(Region annotation entries)
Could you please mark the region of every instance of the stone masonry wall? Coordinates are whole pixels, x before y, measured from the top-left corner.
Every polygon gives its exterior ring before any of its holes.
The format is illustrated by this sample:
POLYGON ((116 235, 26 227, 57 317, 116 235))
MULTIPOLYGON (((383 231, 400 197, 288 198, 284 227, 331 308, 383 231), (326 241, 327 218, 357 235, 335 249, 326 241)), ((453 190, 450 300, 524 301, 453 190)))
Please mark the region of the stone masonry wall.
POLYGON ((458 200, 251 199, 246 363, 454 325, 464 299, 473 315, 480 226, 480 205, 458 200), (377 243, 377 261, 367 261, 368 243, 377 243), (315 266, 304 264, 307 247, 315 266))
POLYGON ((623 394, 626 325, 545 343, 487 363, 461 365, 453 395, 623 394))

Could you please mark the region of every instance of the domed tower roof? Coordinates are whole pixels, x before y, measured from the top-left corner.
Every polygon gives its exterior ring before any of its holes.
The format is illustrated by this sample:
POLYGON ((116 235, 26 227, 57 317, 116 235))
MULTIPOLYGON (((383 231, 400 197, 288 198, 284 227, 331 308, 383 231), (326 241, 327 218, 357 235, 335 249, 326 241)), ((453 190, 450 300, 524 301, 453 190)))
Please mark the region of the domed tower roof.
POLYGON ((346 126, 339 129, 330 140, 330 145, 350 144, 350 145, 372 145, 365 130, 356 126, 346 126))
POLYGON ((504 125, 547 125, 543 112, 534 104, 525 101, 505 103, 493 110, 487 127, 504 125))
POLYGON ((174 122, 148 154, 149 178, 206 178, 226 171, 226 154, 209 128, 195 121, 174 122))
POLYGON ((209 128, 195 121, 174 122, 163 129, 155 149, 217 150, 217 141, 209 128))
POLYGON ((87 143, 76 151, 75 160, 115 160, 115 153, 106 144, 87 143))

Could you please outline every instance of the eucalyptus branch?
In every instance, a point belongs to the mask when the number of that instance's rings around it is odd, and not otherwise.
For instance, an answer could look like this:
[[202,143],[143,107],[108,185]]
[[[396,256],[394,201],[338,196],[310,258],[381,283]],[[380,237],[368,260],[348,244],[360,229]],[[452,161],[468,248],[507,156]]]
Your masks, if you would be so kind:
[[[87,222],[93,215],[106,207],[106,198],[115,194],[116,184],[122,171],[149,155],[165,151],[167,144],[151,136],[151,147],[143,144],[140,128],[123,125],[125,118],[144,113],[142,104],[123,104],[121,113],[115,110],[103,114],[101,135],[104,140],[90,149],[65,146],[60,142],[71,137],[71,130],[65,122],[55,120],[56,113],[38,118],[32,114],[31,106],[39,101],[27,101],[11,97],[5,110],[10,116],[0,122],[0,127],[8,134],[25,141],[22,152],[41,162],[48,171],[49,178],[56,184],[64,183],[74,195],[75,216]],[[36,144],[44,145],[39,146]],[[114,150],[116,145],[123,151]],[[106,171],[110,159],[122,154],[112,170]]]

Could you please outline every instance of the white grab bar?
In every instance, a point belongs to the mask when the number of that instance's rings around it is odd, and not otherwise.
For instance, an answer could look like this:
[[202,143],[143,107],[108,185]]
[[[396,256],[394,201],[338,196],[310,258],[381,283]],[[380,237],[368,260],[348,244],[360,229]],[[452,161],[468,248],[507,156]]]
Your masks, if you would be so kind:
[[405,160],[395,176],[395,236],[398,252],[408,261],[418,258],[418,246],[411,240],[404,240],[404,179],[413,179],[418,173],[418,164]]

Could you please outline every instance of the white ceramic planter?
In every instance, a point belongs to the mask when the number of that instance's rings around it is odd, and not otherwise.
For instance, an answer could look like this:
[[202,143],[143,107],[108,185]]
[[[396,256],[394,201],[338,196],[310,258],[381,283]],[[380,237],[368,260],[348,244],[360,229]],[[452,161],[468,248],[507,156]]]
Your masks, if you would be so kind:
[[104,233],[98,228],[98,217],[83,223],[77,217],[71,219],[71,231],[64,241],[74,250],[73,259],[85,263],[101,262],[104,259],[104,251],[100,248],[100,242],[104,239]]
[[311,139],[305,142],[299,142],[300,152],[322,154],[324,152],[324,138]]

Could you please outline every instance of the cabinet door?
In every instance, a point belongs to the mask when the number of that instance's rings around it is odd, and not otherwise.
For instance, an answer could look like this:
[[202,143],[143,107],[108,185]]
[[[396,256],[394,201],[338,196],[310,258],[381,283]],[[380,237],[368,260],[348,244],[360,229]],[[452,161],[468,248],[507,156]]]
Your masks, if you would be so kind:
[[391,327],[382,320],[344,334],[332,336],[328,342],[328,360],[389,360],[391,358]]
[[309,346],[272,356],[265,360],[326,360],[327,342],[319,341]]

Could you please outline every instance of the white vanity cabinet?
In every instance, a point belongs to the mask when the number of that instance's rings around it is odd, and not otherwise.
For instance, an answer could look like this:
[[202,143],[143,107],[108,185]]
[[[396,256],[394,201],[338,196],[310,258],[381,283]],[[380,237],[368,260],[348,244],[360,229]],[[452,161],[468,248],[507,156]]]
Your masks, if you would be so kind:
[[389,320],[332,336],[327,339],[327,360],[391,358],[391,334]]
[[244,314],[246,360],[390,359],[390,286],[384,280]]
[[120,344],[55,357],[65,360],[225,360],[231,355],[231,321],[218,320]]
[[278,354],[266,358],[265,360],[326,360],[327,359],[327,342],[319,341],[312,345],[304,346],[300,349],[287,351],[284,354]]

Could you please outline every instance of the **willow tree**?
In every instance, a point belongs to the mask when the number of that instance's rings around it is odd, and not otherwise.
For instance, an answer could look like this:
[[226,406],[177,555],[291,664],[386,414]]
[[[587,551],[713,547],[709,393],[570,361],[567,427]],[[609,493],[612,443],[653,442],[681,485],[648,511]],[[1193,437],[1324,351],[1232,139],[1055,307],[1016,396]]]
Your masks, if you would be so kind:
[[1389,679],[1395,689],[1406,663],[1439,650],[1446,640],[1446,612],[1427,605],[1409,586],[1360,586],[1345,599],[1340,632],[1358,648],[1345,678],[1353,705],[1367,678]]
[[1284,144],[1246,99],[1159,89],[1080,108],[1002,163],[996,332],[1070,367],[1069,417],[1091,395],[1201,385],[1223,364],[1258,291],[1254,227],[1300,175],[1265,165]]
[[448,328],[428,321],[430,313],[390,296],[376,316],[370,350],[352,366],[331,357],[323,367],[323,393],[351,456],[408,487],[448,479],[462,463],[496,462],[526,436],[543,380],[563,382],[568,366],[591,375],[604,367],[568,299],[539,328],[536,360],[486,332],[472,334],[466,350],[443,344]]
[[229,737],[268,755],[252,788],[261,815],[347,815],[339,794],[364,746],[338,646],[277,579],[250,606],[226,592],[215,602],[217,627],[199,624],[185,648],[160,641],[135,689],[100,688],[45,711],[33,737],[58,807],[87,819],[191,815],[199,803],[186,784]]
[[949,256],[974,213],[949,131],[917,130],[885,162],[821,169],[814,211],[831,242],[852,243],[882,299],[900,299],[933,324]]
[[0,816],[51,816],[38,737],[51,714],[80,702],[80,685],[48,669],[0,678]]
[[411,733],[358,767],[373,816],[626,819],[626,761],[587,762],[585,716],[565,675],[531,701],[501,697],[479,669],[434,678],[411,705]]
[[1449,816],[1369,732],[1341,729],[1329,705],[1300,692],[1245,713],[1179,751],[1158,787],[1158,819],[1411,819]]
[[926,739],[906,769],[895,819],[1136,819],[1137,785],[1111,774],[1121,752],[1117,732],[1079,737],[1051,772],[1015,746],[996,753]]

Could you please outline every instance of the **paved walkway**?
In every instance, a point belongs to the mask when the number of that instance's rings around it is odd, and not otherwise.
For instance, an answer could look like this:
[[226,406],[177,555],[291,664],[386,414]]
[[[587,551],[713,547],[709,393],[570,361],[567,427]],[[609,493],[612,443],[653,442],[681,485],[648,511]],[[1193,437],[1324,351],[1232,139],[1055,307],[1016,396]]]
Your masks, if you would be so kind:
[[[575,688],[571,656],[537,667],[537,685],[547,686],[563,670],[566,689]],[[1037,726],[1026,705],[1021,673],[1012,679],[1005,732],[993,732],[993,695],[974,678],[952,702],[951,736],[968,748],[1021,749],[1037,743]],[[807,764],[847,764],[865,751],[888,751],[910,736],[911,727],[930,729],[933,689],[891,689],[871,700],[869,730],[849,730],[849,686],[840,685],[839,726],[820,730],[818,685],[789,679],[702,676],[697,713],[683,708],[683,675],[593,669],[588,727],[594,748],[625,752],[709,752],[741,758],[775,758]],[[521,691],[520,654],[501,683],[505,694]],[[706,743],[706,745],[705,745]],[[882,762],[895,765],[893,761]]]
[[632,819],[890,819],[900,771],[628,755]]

Written exercise → Update the lines starting at the beginning of the records and ending at the line containing "POLYGON ((623 394, 626" by replacing "stone masonry wall" with "brick retaining wall". Leave everything else in them unchanged.

Task response →
Could you please mark the region of every instance of the brick retaining wall? Coordinates are whole pixels, x before y, measured from the top-left corner.
Every polygon gives its exterior ring before any of its holes.
The format is illustrated by this sample:
POLYGON ((116 235, 26 227, 57 317, 116 235))
MULTIPOLYGON (((383 231, 400 197, 288 198, 284 227, 331 308, 383 231), (326 241, 327 218, 357 235, 335 249, 326 241)), ((453 190, 450 300, 524 301, 453 190)))
Please mark the region of the brick retaining wall.
POLYGON ((458 200, 251 199, 246 363, 454 325, 464 299, 473 315, 480 226, 480 205, 458 200), (377 243, 377 261, 367 261, 368 243, 377 243), (315 266, 304 264, 307 247, 315 266))
POLYGON ((623 394, 626 325, 545 343, 487 363, 461 365, 453 395, 623 394))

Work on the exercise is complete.